<<<<

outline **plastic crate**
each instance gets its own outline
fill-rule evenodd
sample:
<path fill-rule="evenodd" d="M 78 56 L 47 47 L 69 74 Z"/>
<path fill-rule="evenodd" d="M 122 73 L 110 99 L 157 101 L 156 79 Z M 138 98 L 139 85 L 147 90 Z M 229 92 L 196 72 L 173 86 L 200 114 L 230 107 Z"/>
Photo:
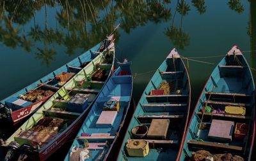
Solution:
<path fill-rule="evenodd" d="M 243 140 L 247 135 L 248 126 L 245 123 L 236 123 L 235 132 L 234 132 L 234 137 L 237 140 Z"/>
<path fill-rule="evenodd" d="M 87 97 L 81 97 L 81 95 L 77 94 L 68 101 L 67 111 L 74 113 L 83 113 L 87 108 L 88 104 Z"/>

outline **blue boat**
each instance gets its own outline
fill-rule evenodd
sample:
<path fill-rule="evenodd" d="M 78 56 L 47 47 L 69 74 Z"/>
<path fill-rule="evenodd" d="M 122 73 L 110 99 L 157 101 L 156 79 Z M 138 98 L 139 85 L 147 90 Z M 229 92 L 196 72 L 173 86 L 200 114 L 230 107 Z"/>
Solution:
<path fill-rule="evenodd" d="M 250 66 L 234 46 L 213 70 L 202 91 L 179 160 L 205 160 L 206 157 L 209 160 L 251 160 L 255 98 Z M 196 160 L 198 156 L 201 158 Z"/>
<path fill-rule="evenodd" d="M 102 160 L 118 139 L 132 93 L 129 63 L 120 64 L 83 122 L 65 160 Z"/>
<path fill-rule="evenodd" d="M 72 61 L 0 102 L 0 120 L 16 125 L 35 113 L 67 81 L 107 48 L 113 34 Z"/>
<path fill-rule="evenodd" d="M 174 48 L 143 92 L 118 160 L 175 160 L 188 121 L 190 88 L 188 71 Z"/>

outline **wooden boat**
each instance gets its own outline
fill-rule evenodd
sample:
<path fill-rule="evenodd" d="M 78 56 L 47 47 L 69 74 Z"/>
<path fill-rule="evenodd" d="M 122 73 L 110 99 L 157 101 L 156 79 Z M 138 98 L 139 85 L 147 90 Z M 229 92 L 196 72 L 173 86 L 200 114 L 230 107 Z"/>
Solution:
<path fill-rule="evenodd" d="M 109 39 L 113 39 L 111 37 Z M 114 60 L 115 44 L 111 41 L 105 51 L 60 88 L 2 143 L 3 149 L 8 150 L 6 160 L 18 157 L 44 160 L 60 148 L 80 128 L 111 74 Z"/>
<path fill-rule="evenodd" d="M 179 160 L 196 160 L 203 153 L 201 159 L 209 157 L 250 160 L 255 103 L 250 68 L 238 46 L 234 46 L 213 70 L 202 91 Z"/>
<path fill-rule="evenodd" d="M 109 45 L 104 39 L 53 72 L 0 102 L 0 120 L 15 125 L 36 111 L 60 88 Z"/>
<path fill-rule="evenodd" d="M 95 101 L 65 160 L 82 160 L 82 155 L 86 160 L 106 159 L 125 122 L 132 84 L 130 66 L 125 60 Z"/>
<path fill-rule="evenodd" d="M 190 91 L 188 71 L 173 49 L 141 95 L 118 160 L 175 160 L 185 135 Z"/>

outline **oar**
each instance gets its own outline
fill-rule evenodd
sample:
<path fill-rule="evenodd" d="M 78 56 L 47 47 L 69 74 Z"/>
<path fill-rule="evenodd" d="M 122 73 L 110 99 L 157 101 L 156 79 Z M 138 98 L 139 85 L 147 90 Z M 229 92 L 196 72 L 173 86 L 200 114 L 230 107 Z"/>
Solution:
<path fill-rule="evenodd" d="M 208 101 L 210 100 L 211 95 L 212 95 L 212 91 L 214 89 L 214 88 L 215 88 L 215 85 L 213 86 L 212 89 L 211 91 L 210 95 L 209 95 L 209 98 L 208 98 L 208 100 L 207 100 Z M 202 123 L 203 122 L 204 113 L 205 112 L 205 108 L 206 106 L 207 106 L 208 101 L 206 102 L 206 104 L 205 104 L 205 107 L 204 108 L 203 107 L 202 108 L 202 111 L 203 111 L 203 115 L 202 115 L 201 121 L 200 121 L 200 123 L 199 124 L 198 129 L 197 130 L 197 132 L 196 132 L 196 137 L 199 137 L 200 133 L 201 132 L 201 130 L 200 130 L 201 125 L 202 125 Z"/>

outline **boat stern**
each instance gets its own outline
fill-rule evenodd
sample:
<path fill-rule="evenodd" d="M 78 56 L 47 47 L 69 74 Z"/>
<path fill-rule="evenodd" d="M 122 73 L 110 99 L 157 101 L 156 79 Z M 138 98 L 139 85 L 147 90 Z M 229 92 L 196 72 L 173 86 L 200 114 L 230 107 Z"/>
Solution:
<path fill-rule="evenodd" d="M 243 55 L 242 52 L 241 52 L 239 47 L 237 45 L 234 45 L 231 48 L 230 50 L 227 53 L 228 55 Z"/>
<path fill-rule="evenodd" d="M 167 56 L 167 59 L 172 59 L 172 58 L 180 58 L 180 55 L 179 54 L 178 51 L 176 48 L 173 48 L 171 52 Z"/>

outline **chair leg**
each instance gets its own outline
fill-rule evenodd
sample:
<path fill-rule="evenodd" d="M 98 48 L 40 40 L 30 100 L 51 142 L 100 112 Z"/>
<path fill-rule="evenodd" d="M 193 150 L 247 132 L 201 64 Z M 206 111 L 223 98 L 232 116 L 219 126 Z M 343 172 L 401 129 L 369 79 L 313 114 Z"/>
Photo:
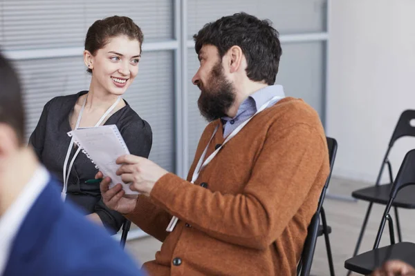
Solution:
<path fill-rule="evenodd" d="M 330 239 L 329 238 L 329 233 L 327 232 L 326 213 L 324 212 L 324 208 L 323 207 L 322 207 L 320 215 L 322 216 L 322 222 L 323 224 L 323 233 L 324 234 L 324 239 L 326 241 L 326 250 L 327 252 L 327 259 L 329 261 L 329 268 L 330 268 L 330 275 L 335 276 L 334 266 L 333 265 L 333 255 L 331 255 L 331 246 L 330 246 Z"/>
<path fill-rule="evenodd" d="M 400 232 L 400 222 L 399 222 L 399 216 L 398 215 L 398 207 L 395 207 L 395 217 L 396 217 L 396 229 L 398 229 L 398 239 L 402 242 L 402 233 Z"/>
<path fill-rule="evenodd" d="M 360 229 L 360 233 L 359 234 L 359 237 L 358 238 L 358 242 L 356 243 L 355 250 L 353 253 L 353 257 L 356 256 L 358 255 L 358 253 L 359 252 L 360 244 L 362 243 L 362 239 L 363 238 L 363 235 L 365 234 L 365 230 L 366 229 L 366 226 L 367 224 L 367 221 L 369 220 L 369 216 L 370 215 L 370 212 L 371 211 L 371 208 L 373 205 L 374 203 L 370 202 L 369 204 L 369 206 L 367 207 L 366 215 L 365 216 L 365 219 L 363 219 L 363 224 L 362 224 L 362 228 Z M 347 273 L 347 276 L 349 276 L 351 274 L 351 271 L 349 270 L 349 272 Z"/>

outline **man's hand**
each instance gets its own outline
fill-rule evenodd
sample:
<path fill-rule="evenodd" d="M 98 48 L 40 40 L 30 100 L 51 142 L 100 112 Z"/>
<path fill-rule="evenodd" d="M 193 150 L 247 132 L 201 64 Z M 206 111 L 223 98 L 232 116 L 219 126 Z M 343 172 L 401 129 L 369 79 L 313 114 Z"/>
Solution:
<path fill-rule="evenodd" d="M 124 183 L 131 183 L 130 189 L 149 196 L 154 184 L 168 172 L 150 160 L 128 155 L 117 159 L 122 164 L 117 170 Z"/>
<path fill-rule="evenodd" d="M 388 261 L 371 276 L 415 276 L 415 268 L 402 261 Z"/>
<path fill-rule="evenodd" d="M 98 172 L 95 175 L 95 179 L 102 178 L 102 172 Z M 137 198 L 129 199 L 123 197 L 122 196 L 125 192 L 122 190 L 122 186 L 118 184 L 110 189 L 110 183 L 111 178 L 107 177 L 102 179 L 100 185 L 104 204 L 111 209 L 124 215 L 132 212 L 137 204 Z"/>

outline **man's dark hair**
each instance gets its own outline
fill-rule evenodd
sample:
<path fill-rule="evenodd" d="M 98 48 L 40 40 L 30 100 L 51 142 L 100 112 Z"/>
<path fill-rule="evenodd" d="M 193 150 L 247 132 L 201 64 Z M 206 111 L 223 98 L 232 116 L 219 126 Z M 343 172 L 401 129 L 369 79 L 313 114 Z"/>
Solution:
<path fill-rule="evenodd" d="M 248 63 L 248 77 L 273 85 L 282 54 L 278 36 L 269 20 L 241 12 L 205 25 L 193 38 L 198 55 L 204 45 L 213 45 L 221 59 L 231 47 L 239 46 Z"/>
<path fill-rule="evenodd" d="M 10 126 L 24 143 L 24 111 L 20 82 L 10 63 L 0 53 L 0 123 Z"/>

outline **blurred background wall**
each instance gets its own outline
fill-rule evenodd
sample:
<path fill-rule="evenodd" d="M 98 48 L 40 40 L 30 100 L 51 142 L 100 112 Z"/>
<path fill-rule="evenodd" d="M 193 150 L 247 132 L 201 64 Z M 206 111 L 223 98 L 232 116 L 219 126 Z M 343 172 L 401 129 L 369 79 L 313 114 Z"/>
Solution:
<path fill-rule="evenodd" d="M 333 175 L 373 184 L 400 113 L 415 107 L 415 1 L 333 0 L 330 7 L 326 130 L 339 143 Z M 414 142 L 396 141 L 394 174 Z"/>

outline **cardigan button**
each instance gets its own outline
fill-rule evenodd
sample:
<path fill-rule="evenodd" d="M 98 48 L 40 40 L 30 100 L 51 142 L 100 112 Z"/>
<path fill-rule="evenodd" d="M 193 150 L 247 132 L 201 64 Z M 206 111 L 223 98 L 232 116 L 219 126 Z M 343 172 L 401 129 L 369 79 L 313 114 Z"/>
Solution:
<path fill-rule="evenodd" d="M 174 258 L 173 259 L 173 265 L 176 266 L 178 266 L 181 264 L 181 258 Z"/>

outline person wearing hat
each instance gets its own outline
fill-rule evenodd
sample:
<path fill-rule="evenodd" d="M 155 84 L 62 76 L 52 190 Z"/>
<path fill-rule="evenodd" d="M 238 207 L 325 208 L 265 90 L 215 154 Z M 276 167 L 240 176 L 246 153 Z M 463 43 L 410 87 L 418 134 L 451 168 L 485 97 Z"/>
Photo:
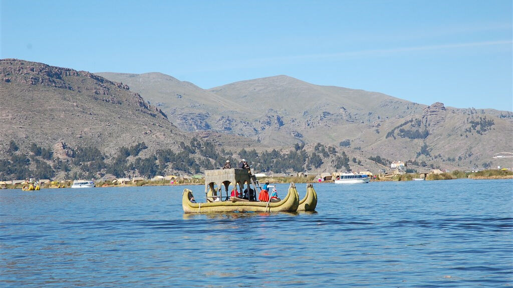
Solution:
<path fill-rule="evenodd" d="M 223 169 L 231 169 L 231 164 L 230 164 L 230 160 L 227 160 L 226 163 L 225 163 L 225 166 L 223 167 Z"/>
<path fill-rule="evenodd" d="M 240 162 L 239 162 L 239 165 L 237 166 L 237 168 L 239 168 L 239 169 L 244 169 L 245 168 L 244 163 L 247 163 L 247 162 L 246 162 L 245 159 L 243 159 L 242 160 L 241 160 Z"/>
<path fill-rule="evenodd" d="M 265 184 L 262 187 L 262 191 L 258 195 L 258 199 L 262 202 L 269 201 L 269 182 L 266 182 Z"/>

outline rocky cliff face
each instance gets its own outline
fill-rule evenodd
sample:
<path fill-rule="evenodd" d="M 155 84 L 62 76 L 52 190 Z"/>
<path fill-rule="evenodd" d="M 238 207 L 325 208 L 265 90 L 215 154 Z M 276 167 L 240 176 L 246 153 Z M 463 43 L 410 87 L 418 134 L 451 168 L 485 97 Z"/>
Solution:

>>>>

◆ YOUR INSTRUCTIONS: Write out the listing again from the line with "outline **man's dark hair**" up to and including the line with "174 258 L 173", putting "item" in place of "instance" everywhere in those lines and leaving everything else the same.

◆ ANSWER TO THE TASK:
outline **man's dark hair**
each item gets its own outline
fill-rule evenodd
sample:
<path fill-rule="evenodd" d="M 98 48 L 40 40 L 30 100 L 51 142 L 100 112 Z"/>
<path fill-rule="evenodd" d="M 193 150 L 247 132 L 201 64 Z M 206 111 L 223 98 L 232 116 L 219 126 Z M 343 172 L 401 129 L 369 79 L 313 114 Z"/>
Solution:
<path fill-rule="evenodd" d="M 248 63 L 248 77 L 273 85 L 282 54 L 278 36 L 269 20 L 241 12 L 205 25 L 193 38 L 198 55 L 204 45 L 213 45 L 221 59 L 231 47 L 239 46 Z"/>
<path fill-rule="evenodd" d="M 10 126 L 24 143 L 24 111 L 20 82 L 10 63 L 0 53 L 0 123 Z"/>

outline **blurred background wall**
each item gets its own outline
fill-rule evenodd
sample:
<path fill-rule="evenodd" d="M 98 48 L 40 40 L 30 100 L 51 142 L 100 112 Z"/>
<path fill-rule="evenodd" d="M 193 150 L 247 132 L 201 64 Z M 206 111 L 223 98 L 232 116 L 219 126 Z M 343 172 L 401 129 L 369 79 L 313 114 Z"/>
Solution:
<path fill-rule="evenodd" d="M 333 175 L 373 184 L 400 113 L 415 107 L 415 1 L 333 0 L 330 7 L 326 130 L 339 143 Z M 414 142 L 396 141 L 394 174 Z"/>

outline **cardigan button**
each item gets its own outline
fill-rule evenodd
sample:
<path fill-rule="evenodd" d="M 98 48 L 40 40 L 30 100 L 51 142 L 100 112 Z"/>
<path fill-rule="evenodd" d="M 193 150 L 247 132 L 201 64 Z M 206 111 L 223 98 L 232 116 L 219 126 Z M 343 172 L 401 129 L 369 79 L 313 114 Z"/>
Solution:
<path fill-rule="evenodd" d="M 174 258 L 173 259 L 173 265 L 176 266 L 178 266 L 181 264 L 181 258 Z"/>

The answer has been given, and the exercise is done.